— Start of Document section —

The Environmental Protection Agency Region 8 met with the tribe to discuss the plan for the Bonita Peak Mining District proposed National Priority List Site (NPL), Wednesday, July 27. Several federal agencies are participating in the NPL process, including the Bureau of Land Management and the US Forest Service.
The EPA is looking to the Ute tribes for help with pointing out cultural resources in the area of the mine sites, as well as helping with the human health risk assessment.
As part of the superfund process, the EPA has to go through NEPA (National Environment Policy Act) for each of the 48 sites identified in the Bonita Mining District, Tom Johnson Environmental Programs Division Head said.
The EPA has to go in and identify the cultural resources within certain boundaries around the sites to see if there are any artifacts or old encampments, Thompson said. Often times an archaeologist surveys the area to determine where old historical sites are located in the area.

— End of Document section —

[Required work]:
Determine whether each statement below agrees with the news item about the Bonita Peak Mining District. Answer yes or no for each, quoting the deciding words of the text. (a) The meeting with the tribe was held on Wednesday, July 27. (b) The Bureau of Land Management is one of the federal agencies participating in the NPL process. (c) The EPA is seeking the Ute tribes' help only with pointing out cultural resources near the mine sites.

— Start of Dataset rows —

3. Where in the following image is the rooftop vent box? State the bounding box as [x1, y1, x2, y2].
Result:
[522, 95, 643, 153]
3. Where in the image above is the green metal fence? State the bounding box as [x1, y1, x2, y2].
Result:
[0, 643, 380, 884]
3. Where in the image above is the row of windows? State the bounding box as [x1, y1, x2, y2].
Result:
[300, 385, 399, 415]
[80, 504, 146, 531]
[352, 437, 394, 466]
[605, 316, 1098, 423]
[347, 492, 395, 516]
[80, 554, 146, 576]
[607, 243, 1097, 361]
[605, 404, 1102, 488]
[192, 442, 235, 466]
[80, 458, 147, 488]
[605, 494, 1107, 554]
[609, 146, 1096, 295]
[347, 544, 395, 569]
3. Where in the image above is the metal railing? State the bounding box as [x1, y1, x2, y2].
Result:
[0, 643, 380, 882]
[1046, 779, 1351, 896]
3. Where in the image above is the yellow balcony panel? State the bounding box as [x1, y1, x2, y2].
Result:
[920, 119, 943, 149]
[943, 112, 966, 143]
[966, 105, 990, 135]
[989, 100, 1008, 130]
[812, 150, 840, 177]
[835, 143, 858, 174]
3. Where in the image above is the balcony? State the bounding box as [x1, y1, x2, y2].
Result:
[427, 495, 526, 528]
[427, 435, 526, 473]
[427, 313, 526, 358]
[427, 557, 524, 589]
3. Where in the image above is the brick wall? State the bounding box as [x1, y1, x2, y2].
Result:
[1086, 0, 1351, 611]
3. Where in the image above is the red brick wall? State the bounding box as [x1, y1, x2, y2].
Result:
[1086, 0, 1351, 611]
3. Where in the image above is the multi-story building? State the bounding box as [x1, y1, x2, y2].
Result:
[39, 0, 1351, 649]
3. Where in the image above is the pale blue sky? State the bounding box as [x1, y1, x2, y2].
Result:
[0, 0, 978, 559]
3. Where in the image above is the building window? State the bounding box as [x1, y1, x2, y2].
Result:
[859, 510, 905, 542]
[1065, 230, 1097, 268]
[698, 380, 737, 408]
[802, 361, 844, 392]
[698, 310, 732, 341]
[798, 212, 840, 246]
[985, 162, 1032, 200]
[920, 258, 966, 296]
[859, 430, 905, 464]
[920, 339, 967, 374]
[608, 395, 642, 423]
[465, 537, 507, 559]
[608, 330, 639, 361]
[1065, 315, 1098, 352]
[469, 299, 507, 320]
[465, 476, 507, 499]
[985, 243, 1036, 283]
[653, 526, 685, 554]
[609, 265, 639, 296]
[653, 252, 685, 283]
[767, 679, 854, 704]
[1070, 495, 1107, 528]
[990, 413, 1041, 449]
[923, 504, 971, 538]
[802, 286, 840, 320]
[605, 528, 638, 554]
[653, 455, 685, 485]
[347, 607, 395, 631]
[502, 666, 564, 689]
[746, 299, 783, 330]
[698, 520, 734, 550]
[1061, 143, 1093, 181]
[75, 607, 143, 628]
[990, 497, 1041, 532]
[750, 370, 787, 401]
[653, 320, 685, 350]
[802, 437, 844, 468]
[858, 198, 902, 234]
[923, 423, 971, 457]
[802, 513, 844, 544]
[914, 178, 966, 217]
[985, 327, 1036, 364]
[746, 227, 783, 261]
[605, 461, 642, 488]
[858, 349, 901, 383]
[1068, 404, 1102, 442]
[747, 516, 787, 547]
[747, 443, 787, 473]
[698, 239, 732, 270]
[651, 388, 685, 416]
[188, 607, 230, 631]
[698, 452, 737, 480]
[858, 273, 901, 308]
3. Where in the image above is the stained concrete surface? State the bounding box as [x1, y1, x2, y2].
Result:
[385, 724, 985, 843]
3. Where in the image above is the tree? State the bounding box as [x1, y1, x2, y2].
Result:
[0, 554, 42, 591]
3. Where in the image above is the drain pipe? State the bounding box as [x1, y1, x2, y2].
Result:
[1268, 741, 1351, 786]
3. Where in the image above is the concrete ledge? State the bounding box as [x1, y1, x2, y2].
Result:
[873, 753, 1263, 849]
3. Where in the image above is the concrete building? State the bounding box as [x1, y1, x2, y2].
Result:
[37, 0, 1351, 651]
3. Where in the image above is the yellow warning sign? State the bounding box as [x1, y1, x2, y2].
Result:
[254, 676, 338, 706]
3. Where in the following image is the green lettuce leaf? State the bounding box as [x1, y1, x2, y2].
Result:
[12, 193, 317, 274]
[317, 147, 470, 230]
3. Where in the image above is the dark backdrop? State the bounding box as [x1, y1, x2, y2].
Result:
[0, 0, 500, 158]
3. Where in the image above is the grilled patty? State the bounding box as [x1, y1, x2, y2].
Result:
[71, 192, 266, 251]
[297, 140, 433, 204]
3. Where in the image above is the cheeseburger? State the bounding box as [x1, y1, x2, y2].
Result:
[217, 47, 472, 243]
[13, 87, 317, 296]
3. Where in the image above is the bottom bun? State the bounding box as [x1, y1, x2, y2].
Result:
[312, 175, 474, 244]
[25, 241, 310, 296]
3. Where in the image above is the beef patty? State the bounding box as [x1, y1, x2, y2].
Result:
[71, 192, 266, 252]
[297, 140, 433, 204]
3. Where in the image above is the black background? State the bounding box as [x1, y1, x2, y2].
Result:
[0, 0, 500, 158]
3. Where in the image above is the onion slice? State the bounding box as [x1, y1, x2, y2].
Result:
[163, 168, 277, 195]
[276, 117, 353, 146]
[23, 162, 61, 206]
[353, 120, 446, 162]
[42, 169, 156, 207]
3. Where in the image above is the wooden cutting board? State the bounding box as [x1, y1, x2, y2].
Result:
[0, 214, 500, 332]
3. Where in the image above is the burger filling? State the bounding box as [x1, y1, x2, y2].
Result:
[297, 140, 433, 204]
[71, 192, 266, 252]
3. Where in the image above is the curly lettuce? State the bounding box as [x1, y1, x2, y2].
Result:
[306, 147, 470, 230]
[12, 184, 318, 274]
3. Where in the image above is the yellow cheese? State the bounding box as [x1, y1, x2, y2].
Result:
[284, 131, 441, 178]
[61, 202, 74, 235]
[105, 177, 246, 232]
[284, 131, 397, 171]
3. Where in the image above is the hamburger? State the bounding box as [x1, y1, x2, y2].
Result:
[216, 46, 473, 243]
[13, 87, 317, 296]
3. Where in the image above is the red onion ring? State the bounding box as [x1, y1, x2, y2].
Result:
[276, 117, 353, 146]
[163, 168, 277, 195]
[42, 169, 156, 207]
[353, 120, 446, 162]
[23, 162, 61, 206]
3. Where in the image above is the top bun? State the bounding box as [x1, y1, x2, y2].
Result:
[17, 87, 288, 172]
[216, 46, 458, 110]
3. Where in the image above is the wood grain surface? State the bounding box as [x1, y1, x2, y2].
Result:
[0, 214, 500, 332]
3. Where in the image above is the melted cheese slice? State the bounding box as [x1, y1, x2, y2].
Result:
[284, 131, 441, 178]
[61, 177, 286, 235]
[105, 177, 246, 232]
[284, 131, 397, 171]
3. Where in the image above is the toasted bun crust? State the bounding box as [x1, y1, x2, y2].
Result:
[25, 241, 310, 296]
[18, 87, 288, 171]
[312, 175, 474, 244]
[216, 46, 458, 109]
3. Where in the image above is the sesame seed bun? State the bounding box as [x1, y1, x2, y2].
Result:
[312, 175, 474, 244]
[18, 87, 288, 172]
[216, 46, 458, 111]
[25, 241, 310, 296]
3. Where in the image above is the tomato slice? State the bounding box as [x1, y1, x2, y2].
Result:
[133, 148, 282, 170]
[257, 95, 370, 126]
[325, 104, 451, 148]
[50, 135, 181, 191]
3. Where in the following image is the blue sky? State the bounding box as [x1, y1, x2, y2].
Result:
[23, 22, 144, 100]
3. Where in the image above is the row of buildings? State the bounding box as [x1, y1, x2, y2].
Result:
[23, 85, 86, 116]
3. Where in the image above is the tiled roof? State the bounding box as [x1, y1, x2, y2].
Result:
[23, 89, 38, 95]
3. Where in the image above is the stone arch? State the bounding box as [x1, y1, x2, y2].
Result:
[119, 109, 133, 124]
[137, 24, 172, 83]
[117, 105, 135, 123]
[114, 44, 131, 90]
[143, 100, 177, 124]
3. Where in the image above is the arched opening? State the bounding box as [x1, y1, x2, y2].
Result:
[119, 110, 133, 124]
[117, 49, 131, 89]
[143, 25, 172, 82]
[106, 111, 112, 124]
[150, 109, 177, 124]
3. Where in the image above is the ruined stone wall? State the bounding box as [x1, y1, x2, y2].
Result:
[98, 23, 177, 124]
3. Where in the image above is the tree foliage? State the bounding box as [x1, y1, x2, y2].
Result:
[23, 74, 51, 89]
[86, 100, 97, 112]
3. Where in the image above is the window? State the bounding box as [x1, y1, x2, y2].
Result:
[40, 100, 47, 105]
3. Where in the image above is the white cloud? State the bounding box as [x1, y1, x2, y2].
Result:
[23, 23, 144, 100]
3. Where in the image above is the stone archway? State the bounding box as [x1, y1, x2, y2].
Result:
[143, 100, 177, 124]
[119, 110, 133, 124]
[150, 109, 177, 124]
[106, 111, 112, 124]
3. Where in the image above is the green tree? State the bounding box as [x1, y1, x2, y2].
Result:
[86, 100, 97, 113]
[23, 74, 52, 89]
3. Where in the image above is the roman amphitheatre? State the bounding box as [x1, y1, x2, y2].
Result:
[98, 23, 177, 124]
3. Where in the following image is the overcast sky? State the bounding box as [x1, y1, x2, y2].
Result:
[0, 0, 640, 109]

— End of Dataset rows —

[Answer below]:
(a) Yes: "Wednesday, July 27."
(b) Yes: "including the Bureau of Land Management and the US Forest Service."
(c) No: "as well as helping with the human health risk assessment."